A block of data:
....

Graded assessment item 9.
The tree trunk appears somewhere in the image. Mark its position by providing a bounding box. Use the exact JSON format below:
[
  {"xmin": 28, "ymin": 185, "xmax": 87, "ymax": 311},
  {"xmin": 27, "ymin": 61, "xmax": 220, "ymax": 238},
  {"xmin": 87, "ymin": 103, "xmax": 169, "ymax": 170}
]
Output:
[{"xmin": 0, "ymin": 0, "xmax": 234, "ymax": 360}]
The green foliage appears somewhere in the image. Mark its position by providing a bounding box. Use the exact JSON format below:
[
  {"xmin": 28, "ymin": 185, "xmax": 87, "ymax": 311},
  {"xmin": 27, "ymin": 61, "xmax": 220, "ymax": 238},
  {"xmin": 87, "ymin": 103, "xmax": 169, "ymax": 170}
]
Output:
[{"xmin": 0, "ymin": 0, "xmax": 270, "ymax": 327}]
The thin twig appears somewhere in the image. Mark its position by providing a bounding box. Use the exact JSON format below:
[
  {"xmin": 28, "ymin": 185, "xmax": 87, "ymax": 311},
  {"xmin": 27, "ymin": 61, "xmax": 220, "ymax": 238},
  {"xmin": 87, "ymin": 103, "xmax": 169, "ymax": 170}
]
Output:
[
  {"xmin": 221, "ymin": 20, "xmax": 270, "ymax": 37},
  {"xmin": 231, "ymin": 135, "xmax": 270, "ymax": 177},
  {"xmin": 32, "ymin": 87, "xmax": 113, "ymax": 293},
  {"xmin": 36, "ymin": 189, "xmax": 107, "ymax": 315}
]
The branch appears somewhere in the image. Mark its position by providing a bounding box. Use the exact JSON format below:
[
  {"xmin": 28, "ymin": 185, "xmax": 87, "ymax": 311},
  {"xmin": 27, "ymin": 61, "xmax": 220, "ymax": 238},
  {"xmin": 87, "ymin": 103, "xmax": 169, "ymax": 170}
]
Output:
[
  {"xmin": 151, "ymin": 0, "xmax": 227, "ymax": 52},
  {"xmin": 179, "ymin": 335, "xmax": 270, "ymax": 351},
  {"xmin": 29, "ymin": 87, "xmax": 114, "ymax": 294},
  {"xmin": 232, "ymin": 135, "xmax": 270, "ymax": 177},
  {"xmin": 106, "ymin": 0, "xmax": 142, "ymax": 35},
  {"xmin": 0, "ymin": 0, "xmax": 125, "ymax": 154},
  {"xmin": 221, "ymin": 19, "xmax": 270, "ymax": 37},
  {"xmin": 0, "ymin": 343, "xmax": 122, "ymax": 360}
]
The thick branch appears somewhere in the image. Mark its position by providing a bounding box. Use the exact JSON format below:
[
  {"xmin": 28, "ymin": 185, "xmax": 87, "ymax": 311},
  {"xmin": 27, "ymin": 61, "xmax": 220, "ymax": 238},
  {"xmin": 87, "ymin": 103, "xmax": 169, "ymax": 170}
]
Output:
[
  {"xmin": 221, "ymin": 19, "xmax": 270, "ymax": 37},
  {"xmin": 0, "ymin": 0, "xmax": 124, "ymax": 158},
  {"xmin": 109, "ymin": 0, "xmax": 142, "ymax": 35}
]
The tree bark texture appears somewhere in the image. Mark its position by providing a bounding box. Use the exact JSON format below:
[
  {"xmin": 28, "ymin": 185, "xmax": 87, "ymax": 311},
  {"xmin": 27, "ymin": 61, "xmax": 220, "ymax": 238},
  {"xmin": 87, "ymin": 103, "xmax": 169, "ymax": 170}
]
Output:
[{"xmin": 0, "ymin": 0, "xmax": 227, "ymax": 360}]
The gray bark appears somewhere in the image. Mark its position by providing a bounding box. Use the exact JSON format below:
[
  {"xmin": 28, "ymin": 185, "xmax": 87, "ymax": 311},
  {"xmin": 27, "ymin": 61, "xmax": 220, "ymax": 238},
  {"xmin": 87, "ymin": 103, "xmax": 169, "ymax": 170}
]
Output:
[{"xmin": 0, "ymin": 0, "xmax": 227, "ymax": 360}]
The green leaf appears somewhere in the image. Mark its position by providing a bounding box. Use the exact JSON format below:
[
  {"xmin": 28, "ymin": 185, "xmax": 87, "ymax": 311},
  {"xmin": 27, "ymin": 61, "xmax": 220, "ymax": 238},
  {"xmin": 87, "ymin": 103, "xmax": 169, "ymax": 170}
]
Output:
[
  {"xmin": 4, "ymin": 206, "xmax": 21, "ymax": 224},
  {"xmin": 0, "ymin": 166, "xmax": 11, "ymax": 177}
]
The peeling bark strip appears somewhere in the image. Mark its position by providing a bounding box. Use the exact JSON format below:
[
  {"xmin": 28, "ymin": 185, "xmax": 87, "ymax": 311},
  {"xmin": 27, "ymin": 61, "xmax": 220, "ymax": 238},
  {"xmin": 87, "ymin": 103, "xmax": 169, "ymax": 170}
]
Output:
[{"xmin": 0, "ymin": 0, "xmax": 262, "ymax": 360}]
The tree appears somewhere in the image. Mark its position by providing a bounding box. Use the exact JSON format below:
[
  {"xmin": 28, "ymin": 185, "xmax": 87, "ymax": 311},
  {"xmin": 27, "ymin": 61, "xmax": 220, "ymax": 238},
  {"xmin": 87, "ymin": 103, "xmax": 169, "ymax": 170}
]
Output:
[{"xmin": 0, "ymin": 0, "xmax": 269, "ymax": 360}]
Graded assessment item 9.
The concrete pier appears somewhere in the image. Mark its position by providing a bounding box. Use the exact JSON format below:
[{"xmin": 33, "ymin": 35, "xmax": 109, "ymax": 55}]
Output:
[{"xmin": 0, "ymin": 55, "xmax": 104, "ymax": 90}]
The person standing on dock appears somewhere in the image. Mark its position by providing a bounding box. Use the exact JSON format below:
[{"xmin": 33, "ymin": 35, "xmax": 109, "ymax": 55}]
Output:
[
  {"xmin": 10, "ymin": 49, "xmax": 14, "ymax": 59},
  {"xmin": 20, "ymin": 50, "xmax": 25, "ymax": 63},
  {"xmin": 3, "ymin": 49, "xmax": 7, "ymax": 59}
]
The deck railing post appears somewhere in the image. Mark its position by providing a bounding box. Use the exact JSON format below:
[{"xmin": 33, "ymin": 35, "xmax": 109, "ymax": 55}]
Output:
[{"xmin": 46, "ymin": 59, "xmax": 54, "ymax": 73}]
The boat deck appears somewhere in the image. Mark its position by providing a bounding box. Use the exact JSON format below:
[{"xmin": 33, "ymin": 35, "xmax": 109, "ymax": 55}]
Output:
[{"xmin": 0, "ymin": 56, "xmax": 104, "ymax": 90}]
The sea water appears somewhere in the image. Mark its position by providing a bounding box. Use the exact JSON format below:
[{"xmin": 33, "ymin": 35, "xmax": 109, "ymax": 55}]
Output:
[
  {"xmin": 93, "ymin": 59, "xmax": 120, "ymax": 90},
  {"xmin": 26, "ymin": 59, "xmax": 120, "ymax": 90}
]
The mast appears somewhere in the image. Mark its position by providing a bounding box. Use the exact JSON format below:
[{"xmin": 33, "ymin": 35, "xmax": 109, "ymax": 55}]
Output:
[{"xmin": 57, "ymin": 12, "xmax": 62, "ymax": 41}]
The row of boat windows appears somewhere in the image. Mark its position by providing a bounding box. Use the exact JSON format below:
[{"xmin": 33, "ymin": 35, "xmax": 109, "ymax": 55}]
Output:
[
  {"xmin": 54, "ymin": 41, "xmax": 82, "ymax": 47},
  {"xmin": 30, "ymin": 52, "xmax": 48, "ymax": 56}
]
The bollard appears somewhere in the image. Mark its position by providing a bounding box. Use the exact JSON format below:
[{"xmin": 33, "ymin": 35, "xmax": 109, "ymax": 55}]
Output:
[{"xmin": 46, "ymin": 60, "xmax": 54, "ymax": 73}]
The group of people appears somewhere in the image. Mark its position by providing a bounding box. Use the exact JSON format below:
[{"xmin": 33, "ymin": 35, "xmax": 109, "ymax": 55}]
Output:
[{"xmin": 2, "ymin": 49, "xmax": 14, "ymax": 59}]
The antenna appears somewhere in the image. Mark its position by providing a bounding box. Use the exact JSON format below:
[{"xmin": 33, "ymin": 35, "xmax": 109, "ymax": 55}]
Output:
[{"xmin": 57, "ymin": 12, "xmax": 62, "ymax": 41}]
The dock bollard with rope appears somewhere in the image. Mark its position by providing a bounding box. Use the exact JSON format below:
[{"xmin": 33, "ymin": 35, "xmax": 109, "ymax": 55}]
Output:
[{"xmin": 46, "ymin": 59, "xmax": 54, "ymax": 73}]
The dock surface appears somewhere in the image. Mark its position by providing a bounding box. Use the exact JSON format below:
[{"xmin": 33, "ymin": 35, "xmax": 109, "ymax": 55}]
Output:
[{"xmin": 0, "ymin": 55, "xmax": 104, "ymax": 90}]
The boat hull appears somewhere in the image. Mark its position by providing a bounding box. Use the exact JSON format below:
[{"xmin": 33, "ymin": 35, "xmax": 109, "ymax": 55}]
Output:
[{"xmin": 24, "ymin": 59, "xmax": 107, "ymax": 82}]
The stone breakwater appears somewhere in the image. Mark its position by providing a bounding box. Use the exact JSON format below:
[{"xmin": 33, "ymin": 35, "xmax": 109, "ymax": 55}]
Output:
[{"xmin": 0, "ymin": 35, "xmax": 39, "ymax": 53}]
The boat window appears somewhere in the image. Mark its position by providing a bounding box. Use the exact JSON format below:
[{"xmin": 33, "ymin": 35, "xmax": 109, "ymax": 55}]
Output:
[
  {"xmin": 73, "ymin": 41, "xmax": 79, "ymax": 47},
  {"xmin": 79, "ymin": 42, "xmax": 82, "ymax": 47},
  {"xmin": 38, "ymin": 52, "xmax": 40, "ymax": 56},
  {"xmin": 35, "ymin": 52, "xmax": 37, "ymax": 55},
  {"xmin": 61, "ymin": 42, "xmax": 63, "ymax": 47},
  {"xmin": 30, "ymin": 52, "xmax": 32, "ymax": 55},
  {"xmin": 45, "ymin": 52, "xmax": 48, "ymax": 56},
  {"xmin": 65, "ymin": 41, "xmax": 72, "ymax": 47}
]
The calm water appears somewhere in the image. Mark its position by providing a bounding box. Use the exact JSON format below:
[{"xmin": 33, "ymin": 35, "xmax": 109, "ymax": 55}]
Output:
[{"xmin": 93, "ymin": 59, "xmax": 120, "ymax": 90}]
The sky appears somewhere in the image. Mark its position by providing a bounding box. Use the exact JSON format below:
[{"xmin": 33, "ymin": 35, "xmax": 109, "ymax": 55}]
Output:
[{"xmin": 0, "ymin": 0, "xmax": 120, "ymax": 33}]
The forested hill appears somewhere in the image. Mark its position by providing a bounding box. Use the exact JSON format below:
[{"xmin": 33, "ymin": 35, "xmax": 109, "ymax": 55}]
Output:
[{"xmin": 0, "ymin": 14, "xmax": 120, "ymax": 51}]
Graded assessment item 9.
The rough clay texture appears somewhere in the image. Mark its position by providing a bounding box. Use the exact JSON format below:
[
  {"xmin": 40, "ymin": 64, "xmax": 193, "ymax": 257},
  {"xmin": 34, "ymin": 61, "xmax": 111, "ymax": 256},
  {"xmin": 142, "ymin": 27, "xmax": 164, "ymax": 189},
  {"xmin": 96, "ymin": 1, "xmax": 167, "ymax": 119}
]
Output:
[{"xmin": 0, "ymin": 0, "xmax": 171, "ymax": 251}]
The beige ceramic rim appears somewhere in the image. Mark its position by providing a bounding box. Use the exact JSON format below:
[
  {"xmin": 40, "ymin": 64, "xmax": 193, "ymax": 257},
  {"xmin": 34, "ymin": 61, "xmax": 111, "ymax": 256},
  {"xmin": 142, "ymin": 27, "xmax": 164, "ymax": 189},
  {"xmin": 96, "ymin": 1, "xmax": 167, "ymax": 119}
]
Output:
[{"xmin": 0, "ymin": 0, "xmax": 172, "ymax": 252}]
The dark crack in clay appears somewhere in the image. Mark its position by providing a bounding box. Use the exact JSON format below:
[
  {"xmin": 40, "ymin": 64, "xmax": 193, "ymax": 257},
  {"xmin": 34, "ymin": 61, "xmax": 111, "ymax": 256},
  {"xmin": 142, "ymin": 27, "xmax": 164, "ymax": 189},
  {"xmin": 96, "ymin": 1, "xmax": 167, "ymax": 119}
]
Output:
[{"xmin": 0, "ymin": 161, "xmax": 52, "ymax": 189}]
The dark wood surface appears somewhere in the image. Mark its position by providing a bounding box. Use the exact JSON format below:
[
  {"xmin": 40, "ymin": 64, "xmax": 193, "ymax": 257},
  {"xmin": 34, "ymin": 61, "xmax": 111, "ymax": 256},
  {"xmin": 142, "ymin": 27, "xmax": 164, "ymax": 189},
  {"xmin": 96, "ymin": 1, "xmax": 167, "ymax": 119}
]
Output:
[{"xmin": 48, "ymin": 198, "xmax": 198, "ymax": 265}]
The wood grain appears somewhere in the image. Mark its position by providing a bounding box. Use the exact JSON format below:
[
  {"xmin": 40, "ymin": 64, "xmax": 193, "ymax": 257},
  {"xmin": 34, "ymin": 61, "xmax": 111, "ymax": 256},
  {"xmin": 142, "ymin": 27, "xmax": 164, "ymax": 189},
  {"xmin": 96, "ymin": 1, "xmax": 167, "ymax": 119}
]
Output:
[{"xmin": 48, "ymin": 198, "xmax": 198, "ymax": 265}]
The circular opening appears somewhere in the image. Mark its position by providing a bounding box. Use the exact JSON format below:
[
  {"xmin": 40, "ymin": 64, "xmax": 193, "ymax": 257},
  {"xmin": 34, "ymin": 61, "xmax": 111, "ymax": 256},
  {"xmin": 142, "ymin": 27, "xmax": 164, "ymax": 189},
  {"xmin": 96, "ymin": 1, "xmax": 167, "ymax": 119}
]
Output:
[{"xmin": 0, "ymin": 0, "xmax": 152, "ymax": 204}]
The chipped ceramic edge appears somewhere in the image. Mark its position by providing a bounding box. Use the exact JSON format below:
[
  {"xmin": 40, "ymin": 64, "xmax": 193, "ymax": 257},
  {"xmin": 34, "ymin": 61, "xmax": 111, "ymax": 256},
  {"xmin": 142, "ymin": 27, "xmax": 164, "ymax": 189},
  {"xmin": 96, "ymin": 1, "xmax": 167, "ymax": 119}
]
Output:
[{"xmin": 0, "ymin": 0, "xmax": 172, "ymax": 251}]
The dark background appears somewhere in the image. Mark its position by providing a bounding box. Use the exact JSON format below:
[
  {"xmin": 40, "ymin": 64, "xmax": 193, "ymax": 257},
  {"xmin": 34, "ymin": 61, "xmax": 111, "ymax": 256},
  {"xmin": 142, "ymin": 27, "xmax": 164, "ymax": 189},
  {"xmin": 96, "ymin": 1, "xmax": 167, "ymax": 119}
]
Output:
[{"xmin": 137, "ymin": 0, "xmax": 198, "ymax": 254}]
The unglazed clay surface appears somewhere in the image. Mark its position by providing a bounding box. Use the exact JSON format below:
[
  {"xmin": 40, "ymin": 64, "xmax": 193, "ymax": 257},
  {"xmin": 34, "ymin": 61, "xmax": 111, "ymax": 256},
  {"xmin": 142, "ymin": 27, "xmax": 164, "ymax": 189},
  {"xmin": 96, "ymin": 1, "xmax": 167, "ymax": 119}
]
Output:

....

_Aim of the exercise_: Pull out every line in the block of data above that contains the word "boat", treating uppercase and lowercase as different.

_Solution below_:
The boat deck appears somewhere in the image. Mark its position by providing a bounding box. Use the exact JSON format below:
The row of boat windows appears somewhere in the image. Mark its position by providing a bounding box. Use the exact JSON format below:
The boat hull appears somewhere in the image. Mark its position by providing a bounding box. Use the exact JSON format below:
The boat window appears somewhere in the image. Mark its position by providing a bounding box. Use the exact JSON format below:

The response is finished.